» The tasks
1. Transcribe the part of the Mithril ES6 guide between "Mithril is written" and "is via Babel.", inclusive.
2. Express every line of the records as a numbered list, leaving out any blank lines.

* Begin Selected excerpt *

Mithril 1.1.1

ES6


Mithril is written in ES5, and is fully compatible with ES6 as well. ES6 is a recent update to Javascript that introduces new syntax sugar for various common cases. It's not yet fully supported by all major browsers and it's not a requirement for writing application, but it may be pleasing to use depending on your team's preferences.

In some limited environments, it's possible to use a significant subset of ES6 directly without extra tooling (for example, in internal applications that do not support IE). However, for the vast majority of use cases, a compiler toolchain like Babel is required to compile ES6 features down to ES5.

Setup

The simplest way to setup an ES6 compilation toolchain is via Babel.

Babel requires NPM, which is automatically installed when you install Node.js. Once NPM is installed, create a project folder and run this command:

npm init -y

If you want to use Webpack and Babel together, skip to the section below.

To install Babel as a standalone tool, use this command:

npm install babel-cli babel-preset-es2015 babel-plugin-transform-react-jsx --save-dev

Create a .babelrc file:

{
    "presets": ["es2015"],
    "plugins": [
        ["transform-react-jsx", {
            "pragma": "m"

* End Selected excerpt *
* Begin Input rows *

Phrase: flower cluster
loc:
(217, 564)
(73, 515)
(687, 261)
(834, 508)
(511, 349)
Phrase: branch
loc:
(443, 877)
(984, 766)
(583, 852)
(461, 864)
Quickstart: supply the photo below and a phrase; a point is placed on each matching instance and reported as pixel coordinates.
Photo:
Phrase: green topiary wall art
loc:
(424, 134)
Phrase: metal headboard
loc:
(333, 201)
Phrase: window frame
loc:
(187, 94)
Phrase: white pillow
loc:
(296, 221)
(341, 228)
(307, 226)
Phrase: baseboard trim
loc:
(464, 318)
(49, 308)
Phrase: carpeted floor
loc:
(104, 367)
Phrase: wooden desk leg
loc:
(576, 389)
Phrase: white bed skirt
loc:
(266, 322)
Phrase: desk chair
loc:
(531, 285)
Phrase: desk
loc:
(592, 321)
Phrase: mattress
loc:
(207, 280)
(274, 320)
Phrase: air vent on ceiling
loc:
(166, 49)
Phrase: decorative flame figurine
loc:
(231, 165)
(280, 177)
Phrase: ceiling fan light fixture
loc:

* End Input rows *

» List of solutions
1.
Mithril is written in ES5, and is fully compatible with ES6 as well. ES6 is a recent update to Javascript that introduces new syntax sugar for various common cases. It's not yet fully supported by all major browsers and it's not a requirement for writing application, but it may be pleasing to use depending on your team's preferences.

In some limited environments, it's possible to use a significant subset of ES6 directly without extra tooling (for example, in internal applications that do not support IE). However, for the vast majority of use cases, a compiler toolchain like Babel is required to compile ES6 features down to ES5.

Setup

The simplest way to setup an ES6 compilation toolchain is via Babel.

2.
1. Phrase: flower cluster
2. loc:
3. (217, 564)
4. (73, 515)
5. (687, 261)
6. (834, 508)
7. (511, 349)
8. Phrase: branch
9. loc:
10. (443, 877)
11. (984, 766)
12. (583, 852)
13. (461, 864)
14. Quickstart: supply the photo below and a phrase; a point is placed on each matching instance and reported as pixel coordinates.
15. Photo:
16. Phrase: green topiary wall art
17. loc:
18. (424, 134)
19. Phrase: metal headboard
20. loc:
21. (333, 201)
22. Phrase: window frame
23. loc:
24. (187, 94)
25. Phrase: white pillow
26. loc:
27. (296, 221)
28. (341, 228)
29. (307, 226)
30. Phrase: baseboard trim
31. loc:
32. (464, 318)
33. (49, 308)
34. Phrase: carpeted floor
35. loc:
36. (104, 367)
37. Phrase: wooden desk leg
38. loc:
39. (576, 389)
40. Phrase: white bed skirt
41. loc:
42. (266, 322)
43. Phrase: desk chair
44. loc:
45. (531, 285)
46. Phrase: desk
47. loc:
48. (592, 321)
49. Phrase: mattress
50. loc:
51. (207, 280)
52. (274, 320)
53. Phrase: air vent on ceiling
54. loc:
55. (166, 49)
56. Phrase: decorative flame figurine
57. loc:
58. (231, 165)
59. (280, 177)
60. Phrase: ceiling fan light fixture
61. loc:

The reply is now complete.